Supplied text START

Pets needs resolutions, too

Try to resist those puppy dog eyes. PHOTO: Lara O'Keefe

Coming off some over indulgence during the holiday season and entering a new year is a time when many of us promise ourselves that we will eat better and get more exercise. While our pets are obviously not concerned with making their own resolutions, as owners it is a good time to take a look at their diet and exercise plan on their behalf. At least with our cats and dogs, it is not their own willpower that will probably let them down mid-February!

The truth is that an alarming number of pets in North America are overweight. In a 2015 study it was estimated that 54 per cent of dogs and 58 per cent of cats were overweight, with 20 and 28 per cent respectively being officially classified as obese.

For our pets, the motivation is not having a “beach body” come spring, but there are other far more important reasons for weight loss in these cats and dogs. Because both diet and exercise are completely in the hands of their people, our canine and feline companions can really only fail if we let them down.

As with all of us, the secret to weight loss is not really a secret at all. It is all about the balance between the right diet and the right amount of exercise. Personally, considering the latter, and especially for our dogs, I get the sense that very few are not getting enough exercise. As a rule, I find that Beachers make a point to keep their pooches active.

What I suspect to be the real culprit then is how many of us are killing them with kindness. Unfortunately, when I say “killing them” I am not really exaggerating at all. The number one reason for electing humane euthanasia for dogs comes when we can no longer maintain their comfort from arthritis and degenerative joint disease. Dogs as we have bred them are bigger and live longer than nature ever intended. The joints that support that weight are being asked to do more and for longer that they were ever designed for. We have very little control over the genetically determined part of that, but we can at least do whatever we can to not ask even more of those poor hips and knees by getting them to carry excess weight.

The same is true for our feline companions, although we are much less inclined to feel that this discomfort is having a huge impact on their quality of life, so it often goes more unnoticed.

Unlike dogs, who will continue to try to struggle through the pain to do their usual thing and can be seen stiffly hobbling out the door for their daily walk, we now know that cats will just become less active and sleep more, because it is just more comfortable than moving around.

The idea that cats just sleep more when they get older is now seriously questioned as we realize that over 80 per cent of cats in their senior years suffer from some arthritis, and they will all spend more time in a day active and less sleeping when they are placed on an anti-inflammatory pain medication.

So, as long as we are getting our dogs out for at least 45 minutes every day, and interacting with our indoor cats regularly, the area we should all focus on is diet.

Your vet should be able to provide you with nutritional guidance specific for your pet and situation. This starts with an assessment of their body condition to determine an approximate body fat percentage.

We can then compare the current weight to an ideal weight and develop a dietary plan to get you there, based on daily calories and the right balance of protein, fat and carbohydrate. As a rough guide most adult cats need around 200 calories per day and a 30kg (66lb) dog needs around 1500 calories per day.

Supplied text END
Information supplied START

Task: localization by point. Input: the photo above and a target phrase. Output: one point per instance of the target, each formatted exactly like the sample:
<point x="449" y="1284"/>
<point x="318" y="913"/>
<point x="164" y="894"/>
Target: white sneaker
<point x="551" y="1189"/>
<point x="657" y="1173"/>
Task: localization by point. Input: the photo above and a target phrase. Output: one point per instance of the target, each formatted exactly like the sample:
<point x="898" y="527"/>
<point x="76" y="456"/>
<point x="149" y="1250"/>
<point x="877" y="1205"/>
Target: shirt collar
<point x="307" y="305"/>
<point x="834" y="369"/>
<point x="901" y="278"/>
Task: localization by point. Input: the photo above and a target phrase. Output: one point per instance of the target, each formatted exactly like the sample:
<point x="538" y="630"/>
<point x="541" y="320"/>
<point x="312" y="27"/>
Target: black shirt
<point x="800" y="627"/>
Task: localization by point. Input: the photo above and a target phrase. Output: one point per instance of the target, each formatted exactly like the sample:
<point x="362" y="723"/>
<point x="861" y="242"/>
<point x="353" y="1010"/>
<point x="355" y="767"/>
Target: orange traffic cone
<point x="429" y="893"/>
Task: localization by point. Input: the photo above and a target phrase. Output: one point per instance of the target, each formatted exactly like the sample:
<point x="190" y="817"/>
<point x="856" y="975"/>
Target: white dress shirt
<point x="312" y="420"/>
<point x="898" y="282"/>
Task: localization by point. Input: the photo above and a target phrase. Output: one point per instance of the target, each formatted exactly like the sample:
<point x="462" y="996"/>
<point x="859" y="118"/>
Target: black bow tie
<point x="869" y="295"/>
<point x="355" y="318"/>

Information supplied END

Reproduce the passage of the article on pets' New Year resolutions starting with "So, as long" and going on through "on is diet.".

Response to this task:
So, as long as we are getting our dogs out for at least 45 minutes every day, and interacting with our indoor cats regularly, the area we should all focus on is diet.